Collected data
┄┄┄┄┄┄┄┄┄┄

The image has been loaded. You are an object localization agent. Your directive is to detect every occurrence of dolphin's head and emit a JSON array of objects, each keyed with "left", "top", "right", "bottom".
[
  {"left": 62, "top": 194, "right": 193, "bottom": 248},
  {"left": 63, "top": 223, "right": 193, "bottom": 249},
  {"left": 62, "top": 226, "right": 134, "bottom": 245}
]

┄┄┄┄┄┄┄┄┄┄

Problem:
Transcribe the records. Keep every word exactly as it stands.

Answer section:
The image has been loaded. You are an object localization agent. Your directive is to detect every occurrence of dolphin's head and emit a JSON array of objects, each keyed with "left", "top", "right", "bottom".
[
  {"left": 62, "top": 194, "right": 193, "bottom": 248},
  {"left": 63, "top": 223, "right": 193, "bottom": 249},
  {"left": 62, "top": 226, "right": 134, "bottom": 245}
]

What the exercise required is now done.